A word-for-word copy of the following listing is needed. Leave out its images.

[Information given — start]

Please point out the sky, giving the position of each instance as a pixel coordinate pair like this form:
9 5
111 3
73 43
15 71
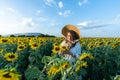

[Information given — finish]

→ Result of the exercise
Please point out the sky, giving the position of each instance as a pixel coordinate pair like this form:
9 5
111 3
73 43
15 71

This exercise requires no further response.